A run of records
::::::::::
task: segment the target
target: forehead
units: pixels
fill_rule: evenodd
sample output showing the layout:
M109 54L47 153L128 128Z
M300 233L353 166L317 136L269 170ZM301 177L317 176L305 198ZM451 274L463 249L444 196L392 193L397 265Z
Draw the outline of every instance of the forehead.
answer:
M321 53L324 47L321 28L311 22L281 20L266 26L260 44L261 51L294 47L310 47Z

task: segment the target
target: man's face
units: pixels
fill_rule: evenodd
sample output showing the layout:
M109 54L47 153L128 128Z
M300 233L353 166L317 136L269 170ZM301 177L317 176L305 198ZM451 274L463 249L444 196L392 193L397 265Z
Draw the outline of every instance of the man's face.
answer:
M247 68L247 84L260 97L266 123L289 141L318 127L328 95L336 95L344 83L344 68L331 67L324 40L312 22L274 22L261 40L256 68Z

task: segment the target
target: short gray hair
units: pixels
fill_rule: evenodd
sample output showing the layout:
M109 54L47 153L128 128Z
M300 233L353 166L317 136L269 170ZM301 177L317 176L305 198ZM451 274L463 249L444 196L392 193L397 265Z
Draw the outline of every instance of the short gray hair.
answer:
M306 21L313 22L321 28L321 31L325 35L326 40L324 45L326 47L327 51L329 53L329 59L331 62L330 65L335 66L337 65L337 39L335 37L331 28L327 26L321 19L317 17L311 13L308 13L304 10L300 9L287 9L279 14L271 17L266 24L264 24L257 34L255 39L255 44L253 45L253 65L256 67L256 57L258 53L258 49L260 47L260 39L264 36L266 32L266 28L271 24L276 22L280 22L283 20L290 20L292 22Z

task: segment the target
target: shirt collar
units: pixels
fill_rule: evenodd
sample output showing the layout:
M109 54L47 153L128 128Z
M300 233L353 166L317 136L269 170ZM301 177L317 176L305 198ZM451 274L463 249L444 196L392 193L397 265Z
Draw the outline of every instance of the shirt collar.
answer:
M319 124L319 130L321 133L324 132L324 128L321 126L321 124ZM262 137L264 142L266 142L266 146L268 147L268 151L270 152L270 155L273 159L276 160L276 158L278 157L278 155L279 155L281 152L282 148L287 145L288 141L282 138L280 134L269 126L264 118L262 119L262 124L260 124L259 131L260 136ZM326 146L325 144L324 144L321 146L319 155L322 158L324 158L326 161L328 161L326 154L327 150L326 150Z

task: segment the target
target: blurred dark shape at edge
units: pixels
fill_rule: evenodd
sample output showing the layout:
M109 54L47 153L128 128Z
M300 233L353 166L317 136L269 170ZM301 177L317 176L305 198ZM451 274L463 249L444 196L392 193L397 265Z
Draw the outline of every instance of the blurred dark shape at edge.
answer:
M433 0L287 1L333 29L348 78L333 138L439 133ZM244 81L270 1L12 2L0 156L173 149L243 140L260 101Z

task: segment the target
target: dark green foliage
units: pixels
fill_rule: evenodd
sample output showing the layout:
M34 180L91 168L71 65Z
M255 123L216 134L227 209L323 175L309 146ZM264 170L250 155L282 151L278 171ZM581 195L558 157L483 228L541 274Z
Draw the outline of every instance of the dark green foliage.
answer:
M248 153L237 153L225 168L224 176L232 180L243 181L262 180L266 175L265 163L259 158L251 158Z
::::::::::
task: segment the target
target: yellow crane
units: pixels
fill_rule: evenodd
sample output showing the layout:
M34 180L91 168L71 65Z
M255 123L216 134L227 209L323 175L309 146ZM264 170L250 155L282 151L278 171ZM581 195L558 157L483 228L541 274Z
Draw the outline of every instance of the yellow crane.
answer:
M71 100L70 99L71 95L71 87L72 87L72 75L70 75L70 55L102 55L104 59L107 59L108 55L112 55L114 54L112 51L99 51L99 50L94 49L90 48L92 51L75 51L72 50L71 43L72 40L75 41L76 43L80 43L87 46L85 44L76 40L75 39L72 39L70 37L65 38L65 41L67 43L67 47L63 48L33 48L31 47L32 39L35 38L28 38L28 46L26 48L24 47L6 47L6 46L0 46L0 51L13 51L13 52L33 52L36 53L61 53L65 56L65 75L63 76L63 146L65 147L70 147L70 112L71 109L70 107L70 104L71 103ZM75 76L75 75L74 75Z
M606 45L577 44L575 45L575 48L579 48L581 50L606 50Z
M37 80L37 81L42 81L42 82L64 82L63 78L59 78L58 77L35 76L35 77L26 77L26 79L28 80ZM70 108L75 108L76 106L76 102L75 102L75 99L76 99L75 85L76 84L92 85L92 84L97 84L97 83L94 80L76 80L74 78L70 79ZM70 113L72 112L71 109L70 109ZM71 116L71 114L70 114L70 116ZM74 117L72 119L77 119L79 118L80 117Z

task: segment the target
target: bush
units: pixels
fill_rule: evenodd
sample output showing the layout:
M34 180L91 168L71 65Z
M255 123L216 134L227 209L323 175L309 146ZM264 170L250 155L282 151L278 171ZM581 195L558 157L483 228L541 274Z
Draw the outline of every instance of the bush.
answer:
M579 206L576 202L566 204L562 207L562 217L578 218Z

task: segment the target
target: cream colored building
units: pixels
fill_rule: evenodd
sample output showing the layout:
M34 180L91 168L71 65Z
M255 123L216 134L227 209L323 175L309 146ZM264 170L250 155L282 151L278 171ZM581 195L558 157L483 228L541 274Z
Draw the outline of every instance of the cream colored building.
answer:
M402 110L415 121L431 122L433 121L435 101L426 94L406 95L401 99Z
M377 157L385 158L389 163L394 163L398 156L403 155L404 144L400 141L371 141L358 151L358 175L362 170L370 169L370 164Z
::::::::::
List every line of the material above that contains the word "blurred", treating uppercase and lowercase as different.

target: blurred dark shape at edge
Draw the outline of every instance of the blurred dark shape at edge.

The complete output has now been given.